Фрагмент текста –
После ликвидации установленной на считанные месяцы советской власти казалось невероятным, что спустя непродолжительное время она возвратится. Пережитый ужас был слишком силен, и люди были уверены, что ничего подобного больше не повторится. Поэтому, наряду с документированием последствий совершенных преступлений, розыском и наказанием виновных (этим занимались возобновившие работу прокурорские и судебно-следственные органы), период лета и осени 1918 г. в регионе ознаменовался целым рядом общественных инициатив, призванных увековечить память о жертвах.
В этой связи заслуживает внимания деятельность неравнодушных жителей Ялты.

Порядок выполнения работы –
a) Какие органы, согласно отрывку, занимались розыском и наказанием виновных?
b) Изложите содержание отрывка в двух предложениях.
Список для работы с отрывком не понадобится.

(Данные разметки границ на изображениях)
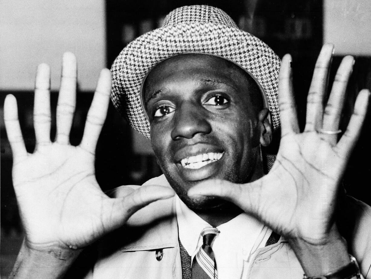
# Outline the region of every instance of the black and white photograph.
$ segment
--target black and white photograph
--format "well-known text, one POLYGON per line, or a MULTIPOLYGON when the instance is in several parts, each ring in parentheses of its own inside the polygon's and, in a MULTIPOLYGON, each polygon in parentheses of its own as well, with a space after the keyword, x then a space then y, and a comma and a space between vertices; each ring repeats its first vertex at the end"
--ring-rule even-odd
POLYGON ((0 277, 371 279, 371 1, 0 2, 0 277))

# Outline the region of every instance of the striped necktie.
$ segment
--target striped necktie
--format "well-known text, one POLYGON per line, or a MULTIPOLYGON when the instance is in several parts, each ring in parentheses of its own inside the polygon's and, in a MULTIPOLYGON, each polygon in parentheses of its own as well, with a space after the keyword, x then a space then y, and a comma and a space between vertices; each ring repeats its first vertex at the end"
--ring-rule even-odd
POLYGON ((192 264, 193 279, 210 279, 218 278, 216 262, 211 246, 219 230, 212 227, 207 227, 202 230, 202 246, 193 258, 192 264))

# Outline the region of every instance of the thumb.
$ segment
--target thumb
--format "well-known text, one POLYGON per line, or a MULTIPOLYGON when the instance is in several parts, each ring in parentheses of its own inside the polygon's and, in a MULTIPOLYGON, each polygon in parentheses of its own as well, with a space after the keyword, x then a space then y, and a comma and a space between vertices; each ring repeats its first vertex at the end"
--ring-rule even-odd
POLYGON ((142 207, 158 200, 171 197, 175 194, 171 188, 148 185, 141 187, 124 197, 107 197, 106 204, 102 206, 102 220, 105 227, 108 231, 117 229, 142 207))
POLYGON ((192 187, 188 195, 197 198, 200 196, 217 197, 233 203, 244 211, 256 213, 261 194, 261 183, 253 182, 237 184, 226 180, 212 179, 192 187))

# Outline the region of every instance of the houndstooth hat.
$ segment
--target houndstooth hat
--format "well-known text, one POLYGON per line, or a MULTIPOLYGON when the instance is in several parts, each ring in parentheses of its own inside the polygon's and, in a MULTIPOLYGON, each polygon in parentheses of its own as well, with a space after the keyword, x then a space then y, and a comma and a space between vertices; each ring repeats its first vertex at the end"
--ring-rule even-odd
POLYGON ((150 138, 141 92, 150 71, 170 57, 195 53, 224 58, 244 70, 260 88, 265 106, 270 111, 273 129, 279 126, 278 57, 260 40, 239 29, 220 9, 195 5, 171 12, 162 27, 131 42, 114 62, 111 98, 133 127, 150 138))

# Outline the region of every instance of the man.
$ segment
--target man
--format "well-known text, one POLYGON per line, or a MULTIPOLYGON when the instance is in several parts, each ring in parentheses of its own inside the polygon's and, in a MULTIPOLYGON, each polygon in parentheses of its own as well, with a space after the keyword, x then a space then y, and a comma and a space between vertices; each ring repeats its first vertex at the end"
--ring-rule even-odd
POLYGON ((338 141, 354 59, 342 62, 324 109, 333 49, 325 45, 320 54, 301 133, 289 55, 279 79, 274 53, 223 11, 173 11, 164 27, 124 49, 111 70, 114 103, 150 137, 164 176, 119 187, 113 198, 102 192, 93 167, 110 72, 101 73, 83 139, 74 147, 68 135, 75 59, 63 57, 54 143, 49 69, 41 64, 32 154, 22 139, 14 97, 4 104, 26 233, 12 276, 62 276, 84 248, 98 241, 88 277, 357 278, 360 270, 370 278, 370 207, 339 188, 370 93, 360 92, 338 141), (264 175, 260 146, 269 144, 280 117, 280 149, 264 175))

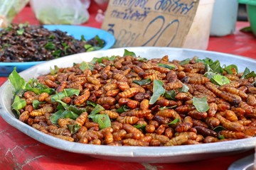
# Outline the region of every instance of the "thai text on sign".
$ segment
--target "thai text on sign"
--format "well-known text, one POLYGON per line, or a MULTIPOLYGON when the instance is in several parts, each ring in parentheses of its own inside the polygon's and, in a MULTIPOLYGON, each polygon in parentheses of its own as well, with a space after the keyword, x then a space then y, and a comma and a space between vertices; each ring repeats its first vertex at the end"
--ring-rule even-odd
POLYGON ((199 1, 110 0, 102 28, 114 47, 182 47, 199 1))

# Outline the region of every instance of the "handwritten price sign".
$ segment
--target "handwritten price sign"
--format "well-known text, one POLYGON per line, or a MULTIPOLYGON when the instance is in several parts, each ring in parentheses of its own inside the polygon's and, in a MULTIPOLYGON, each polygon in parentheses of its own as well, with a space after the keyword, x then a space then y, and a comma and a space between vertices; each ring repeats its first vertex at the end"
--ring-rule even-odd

Ответы к упражнению –
a) Возобновившие работу прокурорские и судебно-следственные органы.

b) После ликвидации советской власти, установленной всего на несколько месяцев, люди под впечатлением пережитого ужаса были уверены, что она не вернётся и ничего подобного не повторится. Поэтому летом и осенью 1918 года в регионе наряду с документированием последствий преступлений, розыском и наказанием виновных возник целый ряд общественных инициатив по увековечению памяти жертв, среди которых заслуживает внимания деятельность неравнодушных жителей Ялты.